Data listing
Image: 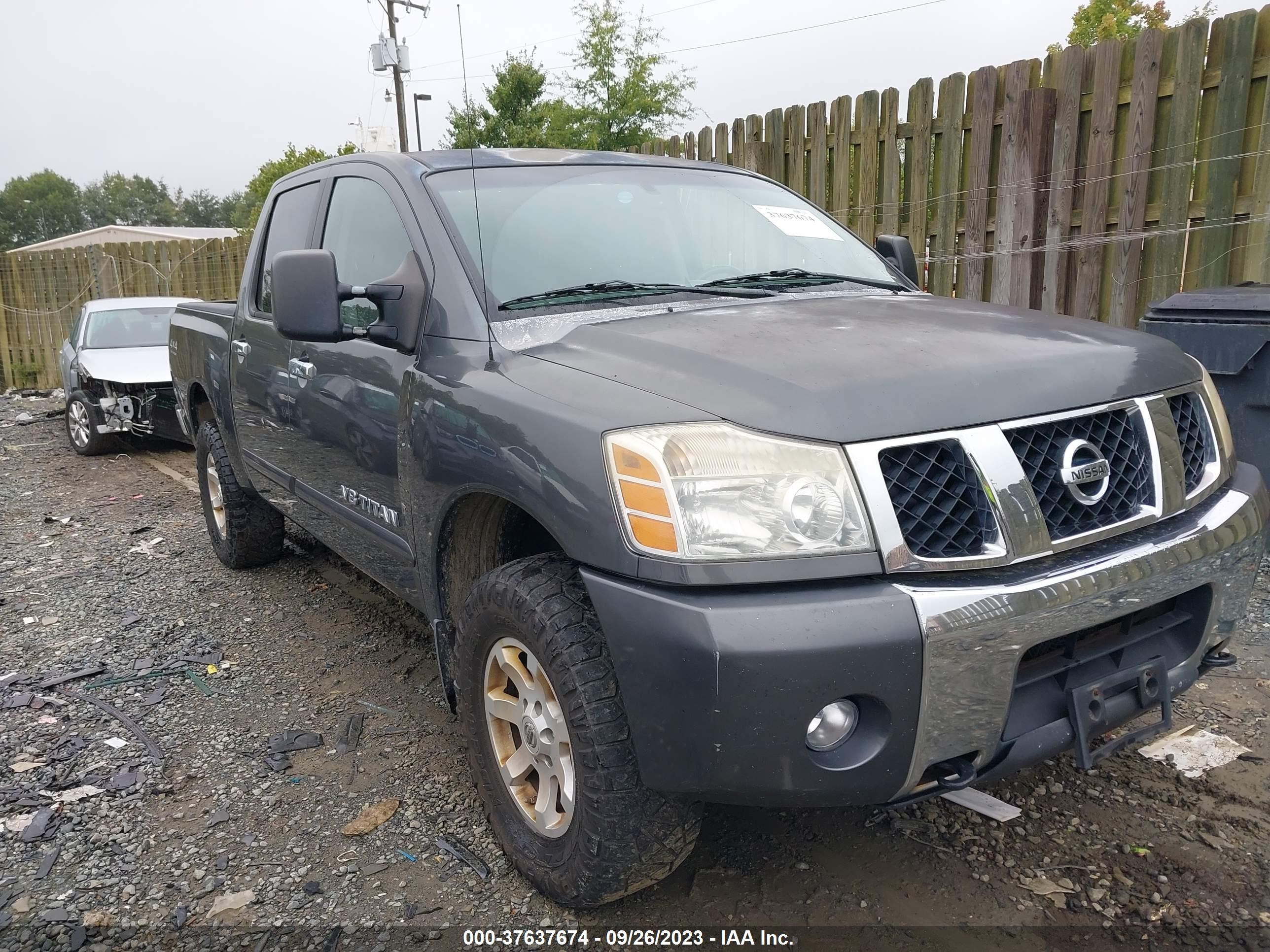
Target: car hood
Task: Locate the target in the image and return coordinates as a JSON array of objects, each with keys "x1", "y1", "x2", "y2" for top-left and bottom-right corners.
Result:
[
  {"x1": 525, "y1": 293, "x2": 1199, "y2": 443},
  {"x1": 77, "y1": 344, "x2": 172, "y2": 383}
]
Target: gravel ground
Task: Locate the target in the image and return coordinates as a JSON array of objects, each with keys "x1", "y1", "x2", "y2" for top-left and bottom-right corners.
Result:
[{"x1": 0, "y1": 396, "x2": 1270, "y2": 952}]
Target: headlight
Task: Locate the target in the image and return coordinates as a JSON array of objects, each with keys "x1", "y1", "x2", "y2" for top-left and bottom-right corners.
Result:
[
  {"x1": 604, "y1": 423, "x2": 873, "y2": 560},
  {"x1": 1191, "y1": 357, "x2": 1235, "y2": 474}
]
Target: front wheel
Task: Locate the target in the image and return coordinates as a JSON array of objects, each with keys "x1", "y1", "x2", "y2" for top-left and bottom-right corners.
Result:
[
  {"x1": 194, "y1": 420, "x2": 286, "y2": 569},
  {"x1": 66, "y1": 390, "x2": 110, "y2": 456},
  {"x1": 457, "y1": 552, "x2": 701, "y2": 909}
]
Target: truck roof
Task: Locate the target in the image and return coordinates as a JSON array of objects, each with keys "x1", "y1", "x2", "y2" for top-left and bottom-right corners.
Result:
[{"x1": 280, "y1": 148, "x2": 754, "y2": 180}]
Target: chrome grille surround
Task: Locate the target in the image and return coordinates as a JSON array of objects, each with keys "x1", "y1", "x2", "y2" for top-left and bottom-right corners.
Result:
[{"x1": 846, "y1": 383, "x2": 1232, "y2": 573}]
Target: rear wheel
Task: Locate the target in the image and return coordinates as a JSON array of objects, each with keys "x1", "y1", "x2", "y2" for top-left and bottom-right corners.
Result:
[
  {"x1": 194, "y1": 420, "x2": 286, "y2": 569},
  {"x1": 456, "y1": 552, "x2": 701, "y2": 908},
  {"x1": 66, "y1": 390, "x2": 110, "y2": 456}
]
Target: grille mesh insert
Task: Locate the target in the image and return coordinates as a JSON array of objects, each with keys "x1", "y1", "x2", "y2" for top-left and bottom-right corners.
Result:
[
  {"x1": 1168, "y1": 394, "x2": 1212, "y2": 495},
  {"x1": 1006, "y1": 408, "x2": 1156, "y2": 541},
  {"x1": 878, "y1": 439, "x2": 997, "y2": 558}
]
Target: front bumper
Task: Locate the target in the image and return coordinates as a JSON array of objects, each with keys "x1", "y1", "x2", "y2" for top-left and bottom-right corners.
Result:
[{"x1": 583, "y1": 465, "x2": 1270, "y2": 806}]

_Short problem_
Please count the lines in the rows above that contain the string "wheel", treating case as significant, and give only that number.

_Solved problem_
2